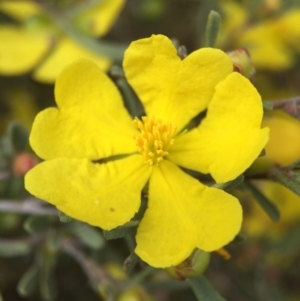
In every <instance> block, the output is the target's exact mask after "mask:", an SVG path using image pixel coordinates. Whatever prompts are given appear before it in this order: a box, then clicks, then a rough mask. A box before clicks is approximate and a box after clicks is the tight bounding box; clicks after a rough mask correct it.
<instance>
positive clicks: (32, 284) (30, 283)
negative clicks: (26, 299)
mask: <svg viewBox="0 0 300 301" xmlns="http://www.w3.org/2000/svg"><path fill="white" fill-rule="evenodd" d="M38 283H39V268H38V266H37V265H36V264H35V265H33V266H31V267H30V268H29V270H27V271H26V272H25V274H24V275H23V276H22V278H21V279H20V280H19V282H18V285H17V291H18V293H19V294H20V295H21V296H23V297H28V296H31V295H32V294H33V293H34V292H35V291H36V289H37V287H38Z"/></svg>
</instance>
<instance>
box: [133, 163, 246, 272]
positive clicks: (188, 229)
mask: <svg viewBox="0 0 300 301" xmlns="http://www.w3.org/2000/svg"><path fill="white" fill-rule="evenodd" d="M241 222H242V210H241V206H240V204H239V202H238V200H237V199H236V198H234V197H233V196H231V195H229V194H227V193H225V192H224V191H222V190H219V189H216V188H210V187H206V186H204V185H202V184H201V183H200V182H198V181H197V180H196V179H193V178H192V177H191V176H189V175H187V174H185V173H184V172H183V171H182V170H180V169H179V168H178V167H177V166H176V165H174V164H173V163H171V162H168V161H163V162H162V163H160V165H159V167H158V168H154V169H153V174H152V176H151V178H150V184H149V202H148V209H147V210H146V212H145V215H144V217H143V219H142V221H141V223H140V225H139V227H138V232H137V236H136V240H137V247H136V250H135V252H136V253H137V254H138V255H139V256H140V257H141V258H142V259H143V260H144V261H146V262H147V263H148V264H150V265H152V266H154V267H168V266H171V265H176V264H179V263H180V262H182V261H183V260H184V259H186V258H187V257H188V256H189V255H190V254H191V252H192V251H193V250H194V248H196V247H197V248H199V249H202V250H204V251H208V252H210V251H213V250H217V249H219V248H221V247H222V246H224V245H225V244H227V243H228V242H230V241H231V240H232V239H233V238H234V236H235V235H236V234H237V233H238V231H239V229H240V226H241Z"/></svg>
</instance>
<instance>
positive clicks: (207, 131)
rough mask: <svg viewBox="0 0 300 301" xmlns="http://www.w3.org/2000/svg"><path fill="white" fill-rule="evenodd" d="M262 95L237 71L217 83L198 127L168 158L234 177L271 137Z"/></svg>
mask: <svg viewBox="0 0 300 301" xmlns="http://www.w3.org/2000/svg"><path fill="white" fill-rule="evenodd" d="M262 116H263V109H262V102H261V98H260V95H259V94H258V93H257V91H256V89H255V88H254V87H253V86H252V84H251V83H250V82H249V81H248V80H247V79H246V78H245V77H243V76H242V75H240V74H238V73H236V72H234V73H232V74H230V75H229V76H228V77H227V78H226V79H225V80H224V81H223V82H221V83H220V84H219V85H218V86H217V87H216V92H215V94H214V96H213V99H212V101H211V102H210V103H209V105H208V111H207V116H206V118H205V119H204V120H203V121H202V122H201V124H200V126H199V128H197V129H194V130H192V131H191V132H189V133H187V134H185V135H182V136H180V137H178V138H177V139H176V140H175V143H174V146H172V149H171V152H170V155H169V159H170V160H171V161H174V162H175V163H177V164H178V165H181V166H183V167H187V168H190V169H194V170H197V171H200V172H203V173H210V174H211V175H212V176H213V178H214V179H215V180H216V181H217V182H219V183H222V182H227V181H230V180H233V179H234V178H236V177H237V176H239V175H240V174H241V173H243V172H244V171H245V170H246V169H247V168H248V167H249V166H250V165H251V163H252V162H253V161H254V160H255V159H256V158H257V157H258V156H259V154H260V152H261V151H262V149H263V148H264V146H265V144H266V143H267V141H268V132H269V130H268V128H264V129H262V130H261V129H260V125H261V120H262Z"/></svg>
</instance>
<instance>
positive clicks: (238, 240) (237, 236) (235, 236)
mask: <svg viewBox="0 0 300 301" xmlns="http://www.w3.org/2000/svg"><path fill="white" fill-rule="evenodd" d="M245 240H246V237H245V235H243V234H241V233H239V234H238V235H236V236H235V238H234V239H233V240H232V241H231V242H230V243H231V244H239V243H243V242H245Z"/></svg>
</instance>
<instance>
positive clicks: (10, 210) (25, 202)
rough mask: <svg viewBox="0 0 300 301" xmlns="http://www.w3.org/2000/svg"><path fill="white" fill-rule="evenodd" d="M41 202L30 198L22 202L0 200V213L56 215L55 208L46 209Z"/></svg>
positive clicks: (56, 213)
mask: <svg viewBox="0 0 300 301" xmlns="http://www.w3.org/2000/svg"><path fill="white" fill-rule="evenodd" d="M43 204H44V202H42V201H41V200H39V199H37V198H34V197H31V198H28V199H25V200H23V201H15V200H7V199H0V211H2V212H13V213H20V214H34V215H56V216H57V215H58V211H57V210H56V209H55V208H51V207H46V206H44V205H43Z"/></svg>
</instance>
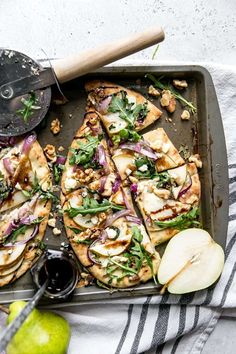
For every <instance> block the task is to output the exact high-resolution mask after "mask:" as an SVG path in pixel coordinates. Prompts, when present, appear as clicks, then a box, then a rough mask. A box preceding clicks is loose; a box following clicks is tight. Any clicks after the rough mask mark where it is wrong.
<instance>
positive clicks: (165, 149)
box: [162, 143, 170, 154]
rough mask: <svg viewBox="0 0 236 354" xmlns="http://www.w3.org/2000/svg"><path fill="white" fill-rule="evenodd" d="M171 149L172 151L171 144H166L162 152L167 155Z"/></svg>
mask: <svg viewBox="0 0 236 354" xmlns="http://www.w3.org/2000/svg"><path fill="white" fill-rule="evenodd" d="M169 149H170V144H168V143H164V144H163V145H162V151H163V152H164V154H166V153H167V152H168V151H169Z"/></svg>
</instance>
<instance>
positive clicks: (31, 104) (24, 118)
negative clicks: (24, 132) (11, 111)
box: [16, 92, 41, 123]
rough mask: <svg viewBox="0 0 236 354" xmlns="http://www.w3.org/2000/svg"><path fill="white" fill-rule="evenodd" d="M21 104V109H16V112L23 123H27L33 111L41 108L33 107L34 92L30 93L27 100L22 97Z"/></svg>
mask: <svg viewBox="0 0 236 354" xmlns="http://www.w3.org/2000/svg"><path fill="white" fill-rule="evenodd" d="M21 103H22V104H23V108H22V109H18V110H17V111H16V113H17V114H20V115H21V116H22V118H23V120H24V122H25V123H27V122H28V120H29V117H30V116H32V114H33V113H34V112H33V110H38V109H40V108H41V107H39V106H35V103H36V95H35V92H31V93H30V96H29V98H28V99H27V100H26V99H25V98H24V97H23V98H22V99H21Z"/></svg>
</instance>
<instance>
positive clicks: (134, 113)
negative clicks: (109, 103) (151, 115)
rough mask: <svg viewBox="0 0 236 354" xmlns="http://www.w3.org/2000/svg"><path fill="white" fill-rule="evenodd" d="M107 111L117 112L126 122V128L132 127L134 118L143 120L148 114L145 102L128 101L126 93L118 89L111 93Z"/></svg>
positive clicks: (119, 116) (119, 115) (133, 123)
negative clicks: (137, 103) (137, 104)
mask: <svg viewBox="0 0 236 354" xmlns="http://www.w3.org/2000/svg"><path fill="white" fill-rule="evenodd" d="M108 112H112V113H117V112H118V113H119V117H120V118H121V119H123V120H125V121H126V122H127V123H128V128H134V124H135V122H136V120H140V121H143V119H144V118H145V117H146V116H147V114H148V109H147V103H146V102H145V103H144V104H138V105H136V104H135V103H129V100H128V98H127V93H126V92H125V91H120V92H119V93H118V94H115V95H112V100H111V103H110V105H109V107H108Z"/></svg>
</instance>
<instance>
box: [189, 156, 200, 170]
mask: <svg viewBox="0 0 236 354" xmlns="http://www.w3.org/2000/svg"><path fill="white" fill-rule="evenodd" d="M188 160H189V162H194V163H195V165H196V166H197V167H198V168H202V161H201V159H200V156H199V154H195V155H191V156H190V157H189V159H188Z"/></svg>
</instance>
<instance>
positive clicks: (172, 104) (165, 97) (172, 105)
mask: <svg viewBox="0 0 236 354" xmlns="http://www.w3.org/2000/svg"><path fill="white" fill-rule="evenodd" d="M160 102H161V106H162V107H166V109H167V111H168V112H170V113H173V112H174V111H175V106H176V99H175V97H174V96H173V95H172V93H171V92H170V90H163V91H162V96H161V100H160Z"/></svg>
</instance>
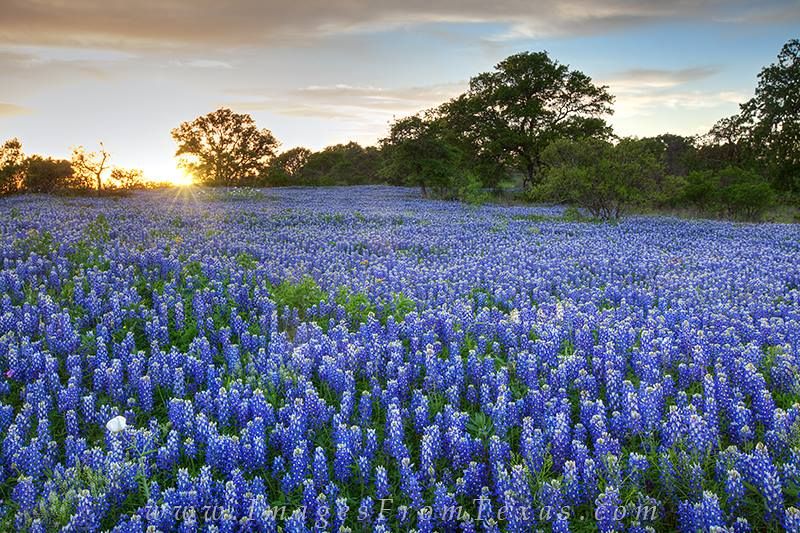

--------------------------------

[Exercise objective]
Exactly the lines from the top of the entries through the line with "positive clicks: (207, 131)", inclusive, must be given again, with every picture omitted.

[Answer section]
In every <instance> block, the output is the target's exact mask after "mask:", an SVG path using image pixel coordinates. Whatever prompts are given appear before it in this order: a box, then clicks, then a rough mask. A box before clicks is approximate and a box after clicks is the tight bounding box; clicks after a rough mask correct it.
<instance>
positive clicks: (32, 284) (30, 283)
negative clicks: (26, 299)
mask: <svg viewBox="0 0 300 301" xmlns="http://www.w3.org/2000/svg"><path fill="white" fill-rule="evenodd" d="M38 283H39V268H38V266H37V265H36V264H35V265H33V266H31V267H30V268H29V270H27V271H26V272H25V274H24V275H23V276H22V278H21V279H20V280H19V282H18V285H17V291H18V293H19V294H20V295H21V296H23V297H28V296H31V295H32V294H33V293H34V292H35V291H36V289H37V287H38Z"/></svg>
</instance>
<instance>
box: [133, 163, 246, 272]
positive clicks: (188, 229)
mask: <svg viewBox="0 0 300 301" xmlns="http://www.w3.org/2000/svg"><path fill="white" fill-rule="evenodd" d="M241 222H242V210H241V206H240V204H239V202H238V200H237V199H236V198H234V197H233V196H231V195H229V194H227V193H225V192H224V191H222V190H219V189H216V188H210V187H206V186H204V185H202V184H201V183H200V182H198V181H197V180H196V179H193V178H192V177H191V176H189V175H187V174H185V173H184V172H183V171H182V170H180V169H179V168H178V167H177V166H176V165H174V164H173V163H171V162H168V161H163V162H162V163H160V165H159V167H158V168H154V169H153V174H152V176H151V178H150V184H149V202H148V209H147V210H146V212H145V215H144V217H143V219H142V221H141V223H140V225H139V227H138V232H137V236H136V240H137V247H136V250H135V252H136V253H137V254H138V255H139V256H140V257H141V258H142V259H143V260H144V261H146V262H147V263H148V264H150V265H152V266H154V267H168V266H171V265H176V264H179V263H180V262H182V261H183V260H184V259H186V258H187V257H188V256H189V255H190V254H191V252H192V251H193V250H194V248H196V247H197V248H199V249H202V250H204V251H208V252H210V251H213V250H217V249H219V248H221V247H222V246H224V245H225V244H227V243H228V242H230V241H231V240H232V239H233V238H234V236H235V235H236V234H237V233H238V231H239V229H240V226H241Z"/></svg>
</instance>
<instance>
positive clicks: (207, 131)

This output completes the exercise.